>> Start STORED RECORDS
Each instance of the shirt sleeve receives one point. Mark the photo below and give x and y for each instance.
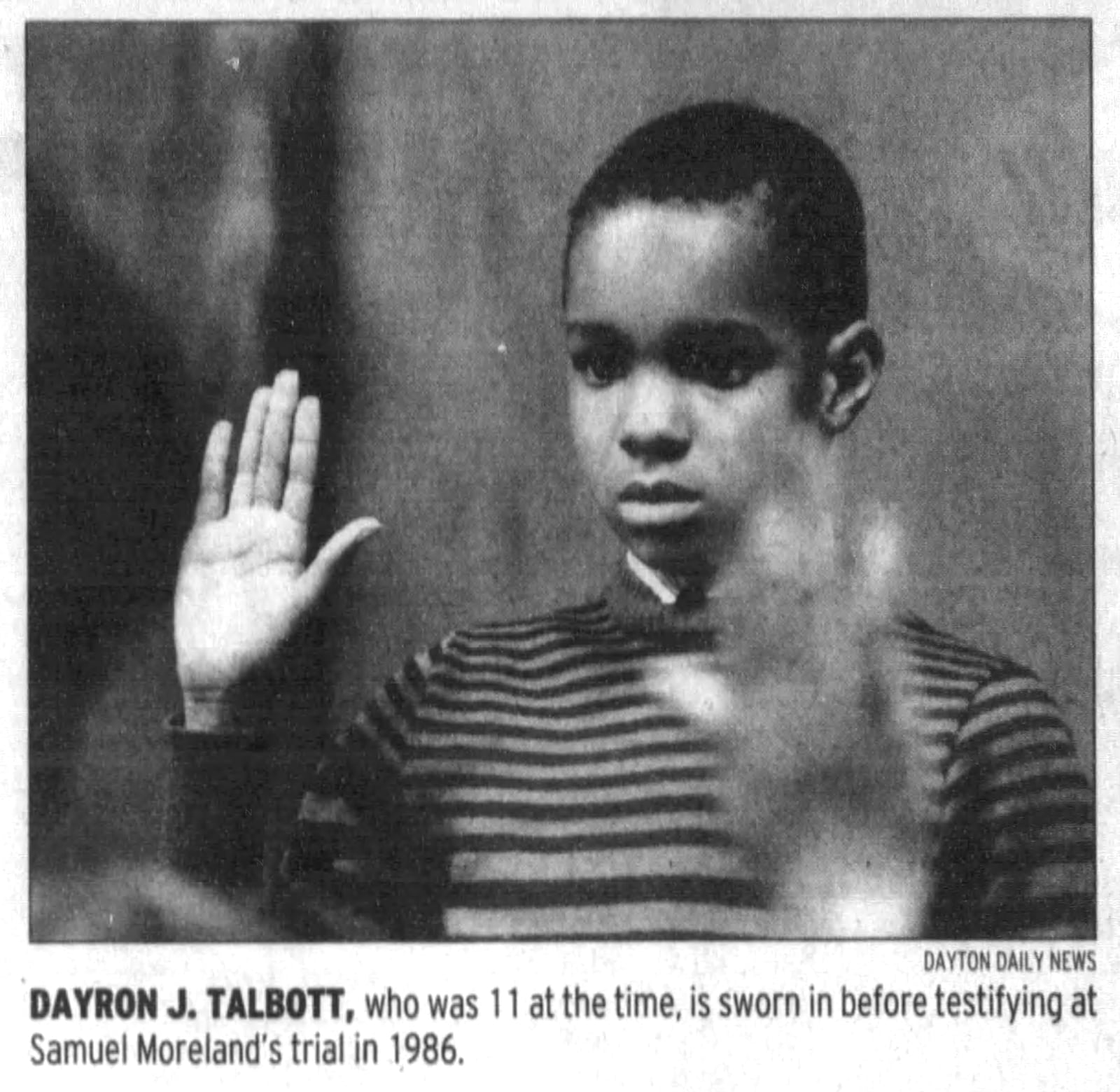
(365, 847)
(1016, 858)
(361, 862)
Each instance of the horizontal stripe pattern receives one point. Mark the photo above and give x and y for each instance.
(522, 778)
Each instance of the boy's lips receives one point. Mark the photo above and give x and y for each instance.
(651, 503)
(658, 493)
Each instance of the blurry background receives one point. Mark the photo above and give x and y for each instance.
(384, 206)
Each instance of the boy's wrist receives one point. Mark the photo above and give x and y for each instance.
(214, 713)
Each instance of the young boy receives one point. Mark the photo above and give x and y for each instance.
(535, 778)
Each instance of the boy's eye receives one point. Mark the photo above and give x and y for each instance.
(601, 365)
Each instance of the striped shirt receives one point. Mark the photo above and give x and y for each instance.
(522, 781)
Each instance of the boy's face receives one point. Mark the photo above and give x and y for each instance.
(686, 379)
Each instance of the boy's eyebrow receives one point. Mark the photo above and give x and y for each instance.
(687, 328)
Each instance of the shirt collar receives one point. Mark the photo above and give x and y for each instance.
(664, 587)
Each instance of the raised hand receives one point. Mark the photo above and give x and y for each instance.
(244, 587)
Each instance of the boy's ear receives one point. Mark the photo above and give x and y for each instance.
(853, 362)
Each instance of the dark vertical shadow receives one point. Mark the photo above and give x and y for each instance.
(110, 484)
(302, 317)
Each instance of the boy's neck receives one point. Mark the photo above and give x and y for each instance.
(645, 601)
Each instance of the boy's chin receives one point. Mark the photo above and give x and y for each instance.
(681, 559)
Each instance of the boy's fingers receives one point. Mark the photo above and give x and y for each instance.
(694, 687)
(250, 451)
(315, 580)
(268, 484)
(212, 486)
(302, 461)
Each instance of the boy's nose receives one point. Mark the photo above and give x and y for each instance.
(654, 417)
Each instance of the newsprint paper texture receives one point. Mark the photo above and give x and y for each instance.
(377, 195)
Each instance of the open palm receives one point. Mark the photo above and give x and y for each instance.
(244, 587)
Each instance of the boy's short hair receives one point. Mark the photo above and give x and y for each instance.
(726, 153)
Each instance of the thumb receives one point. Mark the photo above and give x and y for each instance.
(314, 582)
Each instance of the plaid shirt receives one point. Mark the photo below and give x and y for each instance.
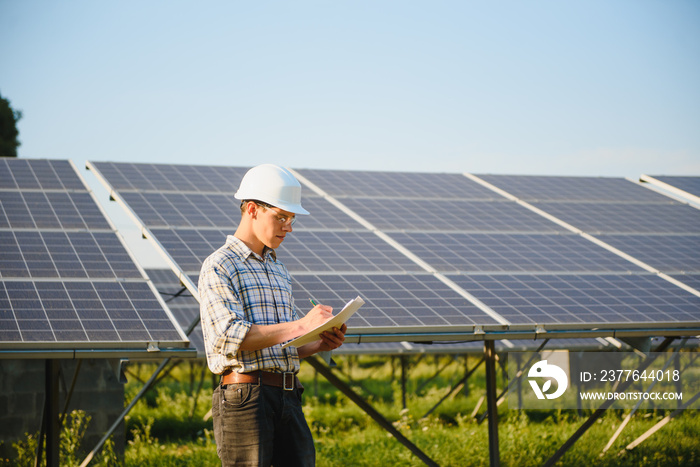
(238, 288)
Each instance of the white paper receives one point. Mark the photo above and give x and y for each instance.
(335, 322)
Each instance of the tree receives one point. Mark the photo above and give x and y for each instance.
(8, 129)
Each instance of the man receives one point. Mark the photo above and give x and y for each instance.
(247, 311)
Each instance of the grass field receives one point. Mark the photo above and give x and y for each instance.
(165, 432)
(169, 427)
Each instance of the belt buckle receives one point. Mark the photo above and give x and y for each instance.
(284, 381)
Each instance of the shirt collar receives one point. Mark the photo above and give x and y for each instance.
(242, 250)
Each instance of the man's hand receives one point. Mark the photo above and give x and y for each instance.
(316, 317)
(331, 340)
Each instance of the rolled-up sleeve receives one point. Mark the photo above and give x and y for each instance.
(223, 319)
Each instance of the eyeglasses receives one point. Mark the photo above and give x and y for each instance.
(281, 218)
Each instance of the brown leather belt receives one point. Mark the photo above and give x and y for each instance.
(287, 381)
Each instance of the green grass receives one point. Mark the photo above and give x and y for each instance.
(345, 435)
(167, 428)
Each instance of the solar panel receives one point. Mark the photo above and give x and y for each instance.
(66, 279)
(693, 280)
(449, 215)
(417, 303)
(23, 209)
(690, 185)
(36, 174)
(516, 253)
(629, 218)
(171, 178)
(54, 254)
(183, 305)
(614, 301)
(667, 253)
(406, 269)
(366, 184)
(580, 189)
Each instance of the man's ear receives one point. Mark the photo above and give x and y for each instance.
(251, 209)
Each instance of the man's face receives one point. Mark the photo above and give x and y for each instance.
(272, 225)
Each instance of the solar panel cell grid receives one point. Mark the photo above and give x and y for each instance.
(595, 299)
(415, 301)
(458, 252)
(37, 210)
(36, 174)
(688, 184)
(449, 215)
(341, 252)
(579, 189)
(64, 254)
(628, 218)
(667, 253)
(171, 178)
(397, 184)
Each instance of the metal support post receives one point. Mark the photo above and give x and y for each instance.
(491, 403)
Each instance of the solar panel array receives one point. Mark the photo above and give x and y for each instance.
(444, 256)
(66, 279)
(687, 187)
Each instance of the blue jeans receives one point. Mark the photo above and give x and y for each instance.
(261, 426)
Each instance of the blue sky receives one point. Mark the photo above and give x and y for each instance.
(609, 88)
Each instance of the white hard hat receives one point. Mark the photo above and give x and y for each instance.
(273, 185)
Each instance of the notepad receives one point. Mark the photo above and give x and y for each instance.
(335, 322)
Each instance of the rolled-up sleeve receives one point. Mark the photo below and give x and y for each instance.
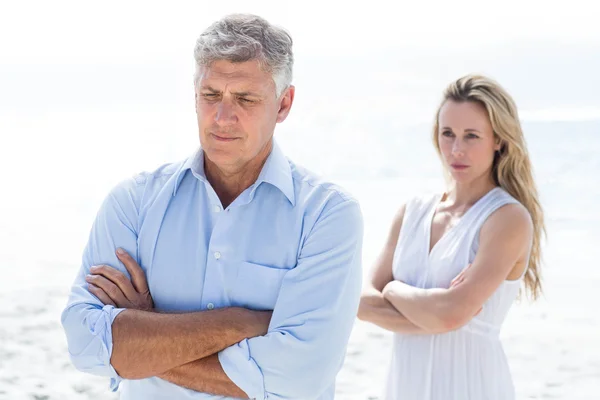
(313, 316)
(86, 320)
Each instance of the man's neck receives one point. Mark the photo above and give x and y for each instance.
(230, 183)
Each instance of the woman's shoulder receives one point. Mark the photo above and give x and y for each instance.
(415, 205)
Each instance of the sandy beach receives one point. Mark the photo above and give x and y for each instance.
(553, 346)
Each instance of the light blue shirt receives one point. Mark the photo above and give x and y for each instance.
(290, 243)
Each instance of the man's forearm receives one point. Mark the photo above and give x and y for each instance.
(206, 376)
(147, 344)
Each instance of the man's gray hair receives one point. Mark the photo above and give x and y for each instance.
(245, 37)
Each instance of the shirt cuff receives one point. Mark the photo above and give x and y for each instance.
(239, 366)
(112, 313)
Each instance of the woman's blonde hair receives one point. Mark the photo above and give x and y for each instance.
(511, 168)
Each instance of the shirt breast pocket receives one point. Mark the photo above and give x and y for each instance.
(257, 286)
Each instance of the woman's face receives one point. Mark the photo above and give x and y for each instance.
(466, 140)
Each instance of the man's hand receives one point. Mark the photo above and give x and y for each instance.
(112, 286)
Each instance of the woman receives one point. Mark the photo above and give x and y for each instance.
(454, 262)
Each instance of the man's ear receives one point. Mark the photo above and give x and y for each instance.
(285, 105)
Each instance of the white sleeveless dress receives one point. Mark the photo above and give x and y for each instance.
(466, 364)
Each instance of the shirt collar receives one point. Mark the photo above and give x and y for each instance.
(276, 171)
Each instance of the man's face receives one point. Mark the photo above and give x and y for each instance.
(237, 112)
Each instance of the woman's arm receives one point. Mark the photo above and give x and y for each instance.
(373, 307)
(505, 241)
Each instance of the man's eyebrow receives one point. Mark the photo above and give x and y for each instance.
(210, 89)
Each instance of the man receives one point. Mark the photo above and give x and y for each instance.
(235, 273)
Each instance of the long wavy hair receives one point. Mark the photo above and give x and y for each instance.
(511, 168)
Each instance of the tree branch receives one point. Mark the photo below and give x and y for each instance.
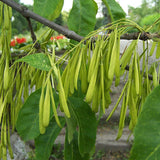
(68, 33)
(37, 45)
(27, 13)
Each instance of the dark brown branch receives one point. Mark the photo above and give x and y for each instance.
(27, 13)
(37, 45)
(144, 36)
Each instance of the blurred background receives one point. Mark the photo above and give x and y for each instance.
(143, 12)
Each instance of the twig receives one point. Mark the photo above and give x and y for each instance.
(66, 32)
(37, 45)
(27, 13)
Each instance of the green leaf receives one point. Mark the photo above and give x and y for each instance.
(82, 17)
(71, 151)
(114, 9)
(39, 61)
(146, 144)
(49, 9)
(87, 124)
(27, 123)
(45, 142)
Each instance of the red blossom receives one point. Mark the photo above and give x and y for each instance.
(52, 38)
(57, 38)
(20, 40)
(13, 43)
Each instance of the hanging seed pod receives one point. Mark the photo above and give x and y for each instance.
(54, 107)
(78, 68)
(136, 74)
(83, 74)
(102, 87)
(63, 100)
(46, 108)
(112, 64)
(6, 75)
(155, 77)
(41, 108)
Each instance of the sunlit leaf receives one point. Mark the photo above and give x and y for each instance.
(49, 9)
(87, 124)
(82, 17)
(28, 118)
(45, 142)
(114, 9)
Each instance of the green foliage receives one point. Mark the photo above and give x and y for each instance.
(146, 144)
(147, 21)
(29, 115)
(87, 124)
(39, 61)
(114, 10)
(82, 17)
(44, 142)
(49, 9)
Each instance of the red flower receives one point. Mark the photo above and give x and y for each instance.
(20, 40)
(59, 37)
(13, 43)
(52, 38)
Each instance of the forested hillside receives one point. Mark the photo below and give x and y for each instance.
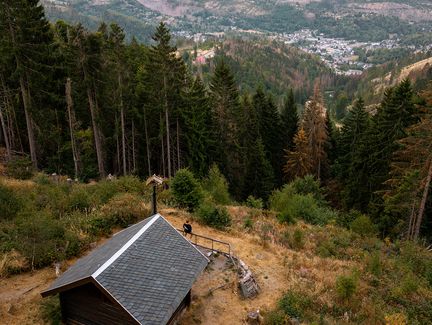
(88, 106)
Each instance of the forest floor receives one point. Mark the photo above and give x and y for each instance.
(275, 268)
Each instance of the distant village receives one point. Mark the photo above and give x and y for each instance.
(338, 54)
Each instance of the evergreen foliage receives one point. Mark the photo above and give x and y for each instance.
(186, 190)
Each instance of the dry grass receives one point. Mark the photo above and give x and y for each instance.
(277, 269)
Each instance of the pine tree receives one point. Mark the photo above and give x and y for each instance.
(270, 131)
(161, 81)
(352, 157)
(298, 163)
(289, 121)
(409, 185)
(198, 130)
(395, 114)
(259, 174)
(314, 124)
(228, 124)
(26, 35)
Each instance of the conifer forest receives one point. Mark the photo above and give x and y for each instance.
(92, 105)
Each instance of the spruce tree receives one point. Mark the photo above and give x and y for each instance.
(298, 163)
(395, 114)
(228, 125)
(259, 176)
(27, 37)
(289, 121)
(198, 129)
(353, 156)
(314, 124)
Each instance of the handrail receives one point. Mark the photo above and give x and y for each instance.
(212, 242)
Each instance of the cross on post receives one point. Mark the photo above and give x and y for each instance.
(155, 181)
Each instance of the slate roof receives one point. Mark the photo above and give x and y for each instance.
(147, 268)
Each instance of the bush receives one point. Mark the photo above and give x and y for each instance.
(305, 207)
(275, 317)
(252, 202)
(51, 311)
(44, 240)
(248, 223)
(9, 203)
(309, 185)
(294, 240)
(346, 286)
(363, 226)
(122, 210)
(374, 264)
(217, 186)
(186, 190)
(213, 215)
(79, 199)
(294, 304)
(20, 168)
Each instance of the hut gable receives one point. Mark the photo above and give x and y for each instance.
(148, 269)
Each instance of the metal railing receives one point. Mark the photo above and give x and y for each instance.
(208, 243)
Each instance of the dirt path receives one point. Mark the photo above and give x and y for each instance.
(276, 269)
(20, 297)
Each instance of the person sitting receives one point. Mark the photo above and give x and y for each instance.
(187, 228)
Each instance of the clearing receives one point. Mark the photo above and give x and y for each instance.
(275, 268)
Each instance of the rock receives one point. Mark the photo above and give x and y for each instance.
(254, 317)
(294, 321)
(11, 309)
(304, 272)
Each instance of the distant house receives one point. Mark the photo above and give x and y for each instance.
(142, 275)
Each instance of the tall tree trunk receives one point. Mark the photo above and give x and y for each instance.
(2, 119)
(178, 146)
(147, 143)
(423, 201)
(122, 121)
(118, 159)
(163, 150)
(25, 93)
(133, 148)
(168, 127)
(72, 126)
(96, 133)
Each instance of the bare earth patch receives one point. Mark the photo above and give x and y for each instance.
(215, 296)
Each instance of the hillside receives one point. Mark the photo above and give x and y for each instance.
(274, 66)
(298, 267)
(335, 19)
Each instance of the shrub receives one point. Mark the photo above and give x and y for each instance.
(363, 226)
(252, 202)
(294, 304)
(217, 186)
(9, 203)
(51, 311)
(44, 240)
(121, 211)
(346, 286)
(294, 240)
(275, 317)
(21, 168)
(305, 207)
(309, 185)
(79, 199)
(374, 264)
(186, 190)
(213, 215)
(248, 223)
(345, 219)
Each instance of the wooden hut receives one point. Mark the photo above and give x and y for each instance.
(142, 275)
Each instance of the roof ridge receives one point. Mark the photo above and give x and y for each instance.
>> End STORED RECORDS
YOUR GOAL
Exactly as written, give again every line from the one containing "Each instance of the distant house" through the last line of the material above, and no other lines.

RESPONSE TO THE TASK
Each instance of the distant house receives one point. Mark the photo above and give x and y for each instance.
(142, 275)
Each instance of the tall tree trunk receives one point. Mark the photo above and give x and y for each instance.
(2, 119)
(178, 146)
(147, 143)
(423, 201)
(122, 121)
(118, 159)
(163, 150)
(25, 93)
(133, 148)
(168, 127)
(72, 126)
(96, 133)
Each instance of the bare earth patch receives one point. Mark the photo above and give x and y for each instance.
(215, 296)
Each instance of the hillside receives one point. Mark the photo above and give x and y for each instance.
(274, 66)
(298, 267)
(335, 19)
Each instance of the shrub receives one point. Mark the photo above and give x and y for each instance.
(363, 226)
(252, 202)
(294, 304)
(217, 186)
(9, 203)
(51, 311)
(44, 240)
(121, 211)
(346, 286)
(294, 240)
(275, 317)
(21, 168)
(305, 207)
(309, 185)
(79, 199)
(374, 264)
(186, 190)
(213, 215)
(248, 223)
(345, 219)
Each instance of the wooden hut receives one point. Mark the photo above and give x and y for each instance.
(142, 275)
Each instance of the roof ridge receives one point. Mark the photo above and give x and y for each instance.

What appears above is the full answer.